START LISTED ENTRIES
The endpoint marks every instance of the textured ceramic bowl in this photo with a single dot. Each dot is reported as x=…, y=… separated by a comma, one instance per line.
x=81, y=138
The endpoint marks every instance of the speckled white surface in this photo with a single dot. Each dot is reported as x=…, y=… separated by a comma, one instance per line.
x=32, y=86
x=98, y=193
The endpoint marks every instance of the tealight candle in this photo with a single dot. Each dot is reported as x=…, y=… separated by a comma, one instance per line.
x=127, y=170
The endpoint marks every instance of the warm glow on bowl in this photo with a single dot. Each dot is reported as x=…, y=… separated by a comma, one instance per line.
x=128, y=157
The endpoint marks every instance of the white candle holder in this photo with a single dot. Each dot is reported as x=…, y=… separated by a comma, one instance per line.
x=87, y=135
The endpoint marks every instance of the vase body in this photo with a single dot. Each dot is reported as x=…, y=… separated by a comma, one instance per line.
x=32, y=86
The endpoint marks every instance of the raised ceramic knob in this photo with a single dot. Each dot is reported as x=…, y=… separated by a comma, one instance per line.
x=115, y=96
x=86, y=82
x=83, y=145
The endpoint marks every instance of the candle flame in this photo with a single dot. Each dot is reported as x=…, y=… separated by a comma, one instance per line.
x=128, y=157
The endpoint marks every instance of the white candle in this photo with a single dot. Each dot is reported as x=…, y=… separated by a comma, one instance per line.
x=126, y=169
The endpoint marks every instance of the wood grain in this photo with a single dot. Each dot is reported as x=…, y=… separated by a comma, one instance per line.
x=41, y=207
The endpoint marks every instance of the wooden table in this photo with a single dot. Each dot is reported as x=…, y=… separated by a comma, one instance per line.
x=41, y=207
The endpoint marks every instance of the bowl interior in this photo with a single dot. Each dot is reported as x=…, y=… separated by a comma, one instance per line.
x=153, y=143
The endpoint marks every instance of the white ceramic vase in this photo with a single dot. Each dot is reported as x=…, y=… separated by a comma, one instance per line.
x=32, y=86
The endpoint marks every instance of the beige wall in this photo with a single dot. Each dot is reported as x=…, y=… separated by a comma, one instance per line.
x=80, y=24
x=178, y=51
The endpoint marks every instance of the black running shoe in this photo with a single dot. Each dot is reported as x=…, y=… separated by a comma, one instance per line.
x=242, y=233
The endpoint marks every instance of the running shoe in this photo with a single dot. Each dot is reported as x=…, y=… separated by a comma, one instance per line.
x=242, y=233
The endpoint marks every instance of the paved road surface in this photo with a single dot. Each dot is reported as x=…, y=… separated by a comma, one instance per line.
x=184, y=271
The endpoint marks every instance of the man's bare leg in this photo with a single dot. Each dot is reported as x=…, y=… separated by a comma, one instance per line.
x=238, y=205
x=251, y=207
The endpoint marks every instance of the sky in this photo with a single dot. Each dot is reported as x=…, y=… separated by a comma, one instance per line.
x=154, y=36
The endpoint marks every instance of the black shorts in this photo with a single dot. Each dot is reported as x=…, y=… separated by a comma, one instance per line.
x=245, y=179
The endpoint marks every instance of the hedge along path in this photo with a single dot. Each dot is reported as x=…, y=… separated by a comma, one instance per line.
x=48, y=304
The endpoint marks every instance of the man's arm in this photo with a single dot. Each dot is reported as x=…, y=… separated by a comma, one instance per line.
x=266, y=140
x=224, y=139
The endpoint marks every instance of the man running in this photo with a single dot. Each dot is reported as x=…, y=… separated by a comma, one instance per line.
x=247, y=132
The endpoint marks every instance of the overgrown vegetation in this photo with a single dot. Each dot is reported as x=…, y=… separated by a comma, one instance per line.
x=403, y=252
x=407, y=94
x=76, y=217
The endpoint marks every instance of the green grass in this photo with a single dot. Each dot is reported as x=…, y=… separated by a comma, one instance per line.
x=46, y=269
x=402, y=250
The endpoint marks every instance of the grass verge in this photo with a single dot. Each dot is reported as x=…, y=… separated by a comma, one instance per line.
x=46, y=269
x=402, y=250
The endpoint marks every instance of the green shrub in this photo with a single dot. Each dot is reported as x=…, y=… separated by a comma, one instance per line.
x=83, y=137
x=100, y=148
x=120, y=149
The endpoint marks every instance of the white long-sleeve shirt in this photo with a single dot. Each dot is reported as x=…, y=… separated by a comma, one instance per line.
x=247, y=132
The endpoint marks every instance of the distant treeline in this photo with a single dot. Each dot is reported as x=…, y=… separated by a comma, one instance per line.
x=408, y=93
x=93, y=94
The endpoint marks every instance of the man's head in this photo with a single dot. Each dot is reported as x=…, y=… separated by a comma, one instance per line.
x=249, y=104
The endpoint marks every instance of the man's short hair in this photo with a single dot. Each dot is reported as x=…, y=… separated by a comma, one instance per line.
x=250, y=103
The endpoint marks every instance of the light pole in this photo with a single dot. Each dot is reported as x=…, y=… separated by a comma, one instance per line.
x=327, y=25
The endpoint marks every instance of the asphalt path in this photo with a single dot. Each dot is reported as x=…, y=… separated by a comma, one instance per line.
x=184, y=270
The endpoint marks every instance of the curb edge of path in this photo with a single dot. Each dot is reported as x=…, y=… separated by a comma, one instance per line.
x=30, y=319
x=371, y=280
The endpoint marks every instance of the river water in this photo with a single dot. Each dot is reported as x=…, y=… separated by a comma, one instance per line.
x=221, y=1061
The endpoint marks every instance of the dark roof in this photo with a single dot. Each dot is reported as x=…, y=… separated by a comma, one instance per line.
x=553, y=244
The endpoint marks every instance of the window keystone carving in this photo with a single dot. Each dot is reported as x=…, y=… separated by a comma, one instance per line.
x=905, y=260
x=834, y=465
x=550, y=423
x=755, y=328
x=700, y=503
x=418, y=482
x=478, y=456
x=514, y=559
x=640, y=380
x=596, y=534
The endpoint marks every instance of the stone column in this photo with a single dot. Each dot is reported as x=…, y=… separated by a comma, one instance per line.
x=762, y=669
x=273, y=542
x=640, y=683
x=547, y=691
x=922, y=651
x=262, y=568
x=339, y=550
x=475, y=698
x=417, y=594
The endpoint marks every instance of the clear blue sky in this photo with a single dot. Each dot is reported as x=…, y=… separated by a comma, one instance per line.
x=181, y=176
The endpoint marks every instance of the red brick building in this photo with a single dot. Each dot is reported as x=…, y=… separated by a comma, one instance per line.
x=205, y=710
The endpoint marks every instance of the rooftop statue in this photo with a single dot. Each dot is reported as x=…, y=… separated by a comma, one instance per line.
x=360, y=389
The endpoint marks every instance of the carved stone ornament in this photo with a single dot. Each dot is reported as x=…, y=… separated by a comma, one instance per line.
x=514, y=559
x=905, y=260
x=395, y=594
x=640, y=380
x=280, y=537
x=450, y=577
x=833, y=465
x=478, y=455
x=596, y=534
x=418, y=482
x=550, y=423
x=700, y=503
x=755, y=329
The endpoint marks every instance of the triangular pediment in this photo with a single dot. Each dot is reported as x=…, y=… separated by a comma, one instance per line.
END LISTED ENTRIES
BRIEF:
So that nothing is lost, write out each record exactly as it appears above.

WRITTEN SOLUTION:
The endpoint marks every instance of the textured ceramic bowl in this photo with a single dot. Each dot is reported as x=…, y=… separated by a comma, one instance per line.
x=81, y=138
The endpoint marks every instance of the speckled white surface in this photo with a single dot. Each dot is reported as x=…, y=… separated by a comma, one instance per line.
x=32, y=86
x=98, y=193
The endpoint marks every instance of the tealight candle in this photo with a single dot. Each dot is reported as x=…, y=… separated by a comma, one instance per line.
x=127, y=170
The endpoint marks every instance of the warm glow on bowl in this photo with a single dot. Each dot is reported as x=…, y=… separated by a comma, one instance per line.
x=128, y=157
The endpoint marks every instance of the white candle holder in this photo with a single dot. Each dot is reported as x=…, y=… separated by a comma, one instance per line.
x=87, y=135
The endpoint marks every instance of the vase body in this photo with a single dot. Each dot is reported as x=…, y=… separated by a comma, one instance per line.
x=32, y=86
The endpoint marks every instance of the raised ceramic knob in this photo with a single dot. Each dot is reported as x=…, y=… separated by a comma, one instance per line.
x=115, y=96
x=86, y=82
x=83, y=145
The endpoint marks every instance of the candle flame in this photo with a single dot. Each dot is reported as x=…, y=… separated by a comma, one instance per line.
x=128, y=157
The endpoint marks every instance of the white candle in this photo with a single dot. Each dot is reported as x=…, y=… separated by a comma, one instance per line.
x=126, y=169
The endpoint marks every instance of the wood grain in this photo with a single dot. Each dot is reported as x=…, y=… separated by a comma, one instance per line.
x=41, y=207
The endpoint marks every instance of the wooden table in this photo with a single dot. Each dot is reported as x=…, y=… separated by a comma, one instance per line.
x=41, y=207
The endpoint marks every instance of the bowl interior in this photo with a single dot. Each dot is reported as x=…, y=… separated by a comma, one instance per line.
x=153, y=143
The endpoint marks every instance of the white ceramic vase in this photo with a single dot. Each dot is reported as x=…, y=… separated by a comma, one instance per line.
x=32, y=86
The endpoint marks every instance of the beige wall in this photo with a single dot. Each dot is reported as x=…, y=… separated by a comma, one instance per line.
x=80, y=24
x=178, y=51
The endpoint marks every instance of the black running shoe in this photo with a single dot. Each dot is reported as x=…, y=… separated by a comma, one instance per line.
x=242, y=233
The endpoint marks every instance of the running shoe in this photo with a single dot. Each dot is reported as x=…, y=… separated by a comma, one instance per line.
x=242, y=233
The endpoint marks every instance of the paved road surface in this photo with a single dot. Each dot is reported as x=…, y=… separated by a comma, one instance per line.
x=184, y=271
The endpoint marks every instance of the man's bare leg in this photo with a single dot. Each dot is reported as x=…, y=… separated by a comma, one instance per line.
x=238, y=205
x=251, y=207
The endpoint marks every instance of the sky in this photo with a single dot. Each dot is reported as x=…, y=… separated by a comma, one instance per line.
x=154, y=36
The endpoint marks every instance of the black shorts in this photo with a single dot. Each dot is reported as x=…, y=… separated by a comma, one instance per line.
x=245, y=179
The endpoint marks every instance of the hedge along path in this photo with a single dot. Each dot is reported as x=…, y=… separated by a comma, one instance per line.
x=48, y=304
The endpoint marks every instance of the man's arm in this photo with a single dot. Each dot is reported as x=…, y=… separated by a comma, one instance per line.
x=266, y=140
x=224, y=139
The endpoint marks every instance of the man running in this photo with a single dot. Each dot is reported as x=…, y=… separated by a comma, one instance per line.
x=247, y=132
The endpoint marks every instance of the overgrown vegetation in this photo with a single dot. Each dot is reported as x=…, y=… separated by a comma, one instance per line.
x=403, y=252
x=407, y=94
x=76, y=217
The endpoint marks every instance of the green grass in this photo with a single dot. Each dot is reported as x=…, y=… separated by a comma, one instance per line.
x=46, y=269
x=402, y=250
The endpoint marks every instance of the grass verge in this photo with a single dot. Each dot is reported as x=…, y=… separated by a comma, one instance per line.
x=46, y=269
x=402, y=250
The endpoint marks every instance of the green shrub in this photo with a single dot. Each dot is reported as x=…, y=… separated by a comma, one instance per line.
x=83, y=137
x=100, y=148
x=120, y=149
The endpoint marks every instance of the white long-sleeve shirt in this photo with a single dot. Each dot is reported as x=…, y=… separated by a comma, one instance per line.
x=247, y=132
The endpoint marks every instance of the distant treeline in this photo with a single dot. Each dot is reported as x=…, y=… separated by a comma, one instance per line.
x=408, y=93
x=93, y=94
The endpoint marks every instance of the man's head in this photo with a single dot. Each dot is reported as x=…, y=… separated by a comma, one instance per line.
x=249, y=104
The endpoint marks every instance of the man's short hair in this photo with a single dot. Each dot is reported as x=…, y=… separated by a comma, one instance per line.
x=250, y=103
The endpoint marks every instance of the light pole in this photo with a single dot. Each dot is reported as x=…, y=… separated by a comma, one instance per line.
x=327, y=25
The endpoint marks every instance of the asphalt path in this photo with a single dot. Each dot is reported as x=…, y=… separated by a comma, one instance per line.
x=184, y=270
The endpoint marks every instance of the curb edge of path in this photo with a single dot. Each dot is reported as x=…, y=… separated by a comma, one instance per line.
x=30, y=319
x=371, y=280
The endpoint marks every instance of the river water in this photo with a single dot. Each dot is reported as x=…, y=… separated by a comma, one instance per line.
x=221, y=1061
The endpoint marks every instance of the dark roof in this photo with a single dot. Each dot is reported as x=…, y=… separated by a comma, one instance per line.
x=553, y=244
The endpoint marks every instance of the window keystone carving in this photo with a single dot. Each dot is reported as x=…, y=… separated by a comma, one instance per line.
x=905, y=260
x=834, y=465
x=550, y=423
x=755, y=328
x=700, y=503
x=418, y=482
x=478, y=456
x=514, y=559
x=640, y=380
x=596, y=534
The endpoint marks every instance of the stone column in this photo with a single dot. Each dot is reported as x=…, y=… separated by a comma, one instance per line.
x=762, y=669
x=273, y=542
x=640, y=683
x=547, y=691
x=922, y=651
x=262, y=568
x=339, y=550
x=475, y=698
x=417, y=594
The endpoint marks every instance of the clear blue sky in this photo with a single dot. Each dot is reported as x=…, y=… separated by a comma, one instance per line.
x=181, y=176
The endpoint marks every instance of the red brick building in this photo with a single dot. Each dot is reported as x=…, y=… separated by a comma, one instance per line.
x=205, y=710
The endpoint marks every instance of the rooftop statue in this photo with a single dot. Each dot is reported as x=…, y=… separated by a comma, one instance per line.
x=360, y=389
The endpoint marks every instance of the carved stone ornament in this photo with a single dot. Each dot is reported as x=…, y=… separated by a comma, one instance per line.
x=514, y=559
x=905, y=260
x=395, y=594
x=640, y=380
x=280, y=537
x=450, y=577
x=833, y=465
x=478, y=455
x=596, y=534
x=418, y=482
x=550, y=423
x=700, y=503
x=755, y=329
The endpoint marks every instance of the triangular pediment in this photo with a single dot. Each dot is reported as x=…, y=… separated by a comma, one instance per line.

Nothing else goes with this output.